Copy each line of the records below that mentions the word "green".
┌─ EXCERPTED RECORDS
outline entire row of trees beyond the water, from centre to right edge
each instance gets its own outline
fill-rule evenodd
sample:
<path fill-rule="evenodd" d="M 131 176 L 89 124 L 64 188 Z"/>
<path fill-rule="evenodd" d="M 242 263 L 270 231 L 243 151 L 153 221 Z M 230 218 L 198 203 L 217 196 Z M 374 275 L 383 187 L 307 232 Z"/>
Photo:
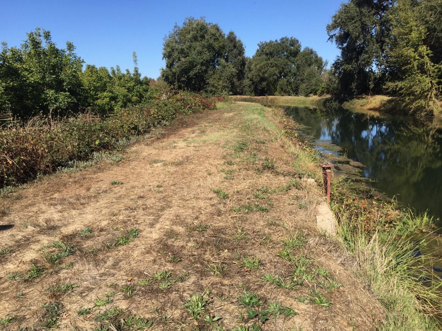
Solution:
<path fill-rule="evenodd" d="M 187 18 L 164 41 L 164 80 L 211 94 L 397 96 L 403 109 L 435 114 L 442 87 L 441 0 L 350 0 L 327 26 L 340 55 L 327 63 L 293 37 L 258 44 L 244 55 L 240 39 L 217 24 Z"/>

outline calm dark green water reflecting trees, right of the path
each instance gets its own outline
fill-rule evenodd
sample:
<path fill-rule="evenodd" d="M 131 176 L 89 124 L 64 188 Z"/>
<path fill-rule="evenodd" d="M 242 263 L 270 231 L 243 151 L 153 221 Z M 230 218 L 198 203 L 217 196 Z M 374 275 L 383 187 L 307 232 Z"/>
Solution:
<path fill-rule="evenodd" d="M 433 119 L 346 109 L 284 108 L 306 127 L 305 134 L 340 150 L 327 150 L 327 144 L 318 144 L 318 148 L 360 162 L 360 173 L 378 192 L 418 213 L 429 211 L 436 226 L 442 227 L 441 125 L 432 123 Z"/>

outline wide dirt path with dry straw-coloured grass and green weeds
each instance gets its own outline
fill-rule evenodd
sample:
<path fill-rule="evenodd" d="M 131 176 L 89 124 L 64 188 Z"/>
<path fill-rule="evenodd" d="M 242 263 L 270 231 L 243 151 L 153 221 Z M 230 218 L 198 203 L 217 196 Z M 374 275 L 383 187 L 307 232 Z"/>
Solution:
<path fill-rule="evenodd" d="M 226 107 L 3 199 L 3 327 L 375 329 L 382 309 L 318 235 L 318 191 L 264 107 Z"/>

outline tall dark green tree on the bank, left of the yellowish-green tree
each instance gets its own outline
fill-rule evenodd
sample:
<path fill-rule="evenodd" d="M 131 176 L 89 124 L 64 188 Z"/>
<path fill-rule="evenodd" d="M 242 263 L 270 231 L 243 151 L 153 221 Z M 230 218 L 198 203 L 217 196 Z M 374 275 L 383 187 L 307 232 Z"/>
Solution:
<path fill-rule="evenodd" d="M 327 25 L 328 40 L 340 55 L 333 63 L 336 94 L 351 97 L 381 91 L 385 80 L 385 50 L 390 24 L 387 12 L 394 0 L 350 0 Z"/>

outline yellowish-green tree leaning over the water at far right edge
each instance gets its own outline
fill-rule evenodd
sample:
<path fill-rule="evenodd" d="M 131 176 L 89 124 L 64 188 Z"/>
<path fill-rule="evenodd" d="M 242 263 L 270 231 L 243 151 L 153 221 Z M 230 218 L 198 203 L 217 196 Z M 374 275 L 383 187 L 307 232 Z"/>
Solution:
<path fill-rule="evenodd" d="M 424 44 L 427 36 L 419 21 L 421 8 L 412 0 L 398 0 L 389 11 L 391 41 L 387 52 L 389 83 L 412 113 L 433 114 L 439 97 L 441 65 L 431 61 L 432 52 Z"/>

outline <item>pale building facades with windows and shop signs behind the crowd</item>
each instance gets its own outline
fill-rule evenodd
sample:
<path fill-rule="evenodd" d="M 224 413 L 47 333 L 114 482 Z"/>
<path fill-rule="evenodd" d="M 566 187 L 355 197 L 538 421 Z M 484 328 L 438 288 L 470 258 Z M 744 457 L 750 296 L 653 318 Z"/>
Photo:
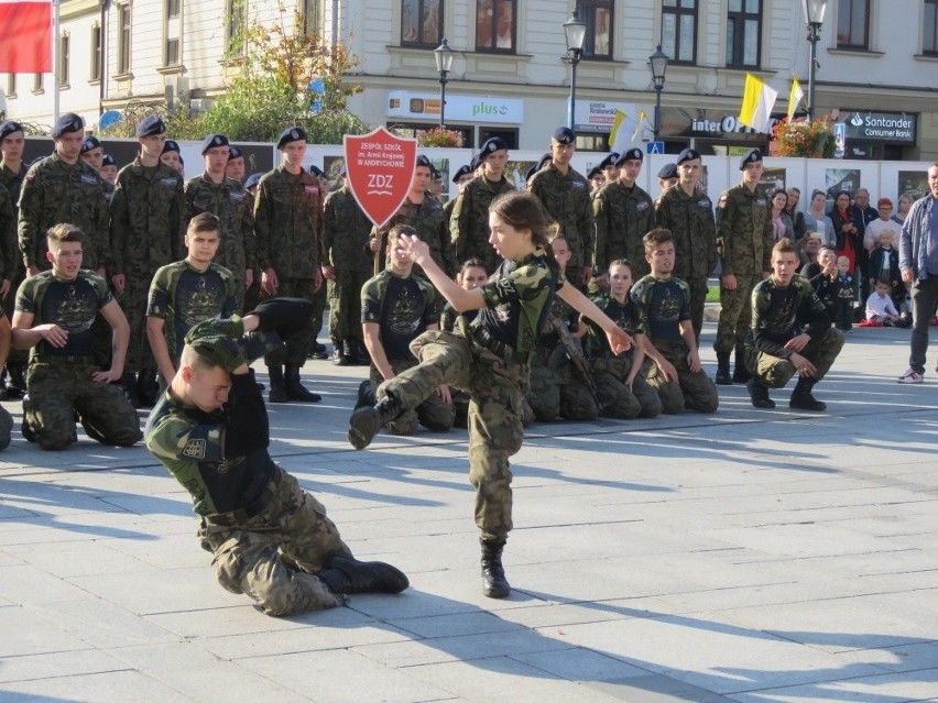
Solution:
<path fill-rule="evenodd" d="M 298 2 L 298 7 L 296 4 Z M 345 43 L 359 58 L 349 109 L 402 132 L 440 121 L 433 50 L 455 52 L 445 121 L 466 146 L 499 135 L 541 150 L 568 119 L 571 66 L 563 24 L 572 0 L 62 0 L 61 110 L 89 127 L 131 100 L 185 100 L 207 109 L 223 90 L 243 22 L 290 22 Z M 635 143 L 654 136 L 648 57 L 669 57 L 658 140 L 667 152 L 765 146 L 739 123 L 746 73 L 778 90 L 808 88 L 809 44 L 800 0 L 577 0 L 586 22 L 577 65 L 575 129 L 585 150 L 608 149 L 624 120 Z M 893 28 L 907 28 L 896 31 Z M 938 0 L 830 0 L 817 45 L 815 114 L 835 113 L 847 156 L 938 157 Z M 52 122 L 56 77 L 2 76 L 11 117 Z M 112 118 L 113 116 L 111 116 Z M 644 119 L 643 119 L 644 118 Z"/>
└─
┌─ EXCERPTED RECORDS
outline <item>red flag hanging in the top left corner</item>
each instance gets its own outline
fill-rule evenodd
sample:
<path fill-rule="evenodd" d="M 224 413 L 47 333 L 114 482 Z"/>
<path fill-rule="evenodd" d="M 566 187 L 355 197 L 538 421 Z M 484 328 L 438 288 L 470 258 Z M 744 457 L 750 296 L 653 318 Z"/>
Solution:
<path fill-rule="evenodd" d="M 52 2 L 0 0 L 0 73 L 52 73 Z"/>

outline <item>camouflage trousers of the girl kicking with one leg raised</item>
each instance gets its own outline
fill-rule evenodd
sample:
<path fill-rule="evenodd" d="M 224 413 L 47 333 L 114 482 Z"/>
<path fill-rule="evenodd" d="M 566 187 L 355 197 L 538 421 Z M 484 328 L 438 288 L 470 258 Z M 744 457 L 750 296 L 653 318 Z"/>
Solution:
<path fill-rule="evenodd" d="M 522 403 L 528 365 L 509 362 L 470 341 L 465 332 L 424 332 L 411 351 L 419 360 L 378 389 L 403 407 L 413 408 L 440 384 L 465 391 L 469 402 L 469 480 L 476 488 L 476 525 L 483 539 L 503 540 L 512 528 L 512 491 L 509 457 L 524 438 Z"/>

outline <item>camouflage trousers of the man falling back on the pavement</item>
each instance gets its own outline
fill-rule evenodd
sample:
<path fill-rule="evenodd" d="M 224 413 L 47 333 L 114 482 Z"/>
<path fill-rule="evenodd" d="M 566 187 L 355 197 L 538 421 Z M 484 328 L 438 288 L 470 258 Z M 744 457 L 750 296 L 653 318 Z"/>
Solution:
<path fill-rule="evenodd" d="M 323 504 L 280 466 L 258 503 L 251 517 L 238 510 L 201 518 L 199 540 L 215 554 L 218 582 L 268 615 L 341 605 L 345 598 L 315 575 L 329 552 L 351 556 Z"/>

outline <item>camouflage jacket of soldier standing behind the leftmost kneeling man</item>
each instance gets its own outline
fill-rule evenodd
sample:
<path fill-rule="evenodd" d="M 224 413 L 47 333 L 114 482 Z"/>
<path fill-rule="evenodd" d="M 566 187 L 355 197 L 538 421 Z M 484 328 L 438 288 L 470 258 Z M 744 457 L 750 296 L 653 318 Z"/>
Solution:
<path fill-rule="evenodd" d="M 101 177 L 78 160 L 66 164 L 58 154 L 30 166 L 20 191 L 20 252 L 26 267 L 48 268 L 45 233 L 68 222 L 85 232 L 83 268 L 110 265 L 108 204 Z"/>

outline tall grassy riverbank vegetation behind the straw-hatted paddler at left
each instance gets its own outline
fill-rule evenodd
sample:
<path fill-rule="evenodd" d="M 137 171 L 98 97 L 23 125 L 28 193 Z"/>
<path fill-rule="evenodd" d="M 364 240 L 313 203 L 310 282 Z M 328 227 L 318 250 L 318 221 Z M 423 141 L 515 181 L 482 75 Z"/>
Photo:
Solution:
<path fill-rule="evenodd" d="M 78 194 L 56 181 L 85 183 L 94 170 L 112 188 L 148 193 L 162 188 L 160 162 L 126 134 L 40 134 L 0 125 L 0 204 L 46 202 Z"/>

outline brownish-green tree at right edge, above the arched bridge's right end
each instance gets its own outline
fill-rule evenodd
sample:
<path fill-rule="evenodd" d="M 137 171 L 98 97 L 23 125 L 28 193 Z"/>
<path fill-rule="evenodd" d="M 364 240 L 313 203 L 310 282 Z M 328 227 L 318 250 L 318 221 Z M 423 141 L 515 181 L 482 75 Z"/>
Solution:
└─
» **EXPECTED ANSWER**
outline calm dark green water reflecting trees, right of the path
outline wide dirt path with dry straw-coloured grass and green weeds
outline tall dark green tree on the bank, left of the yellowish-green tree
outline yellowish-green tree leaning over the water at far right edge
outline brownish-green tree at right edge, above the arched bridge's right end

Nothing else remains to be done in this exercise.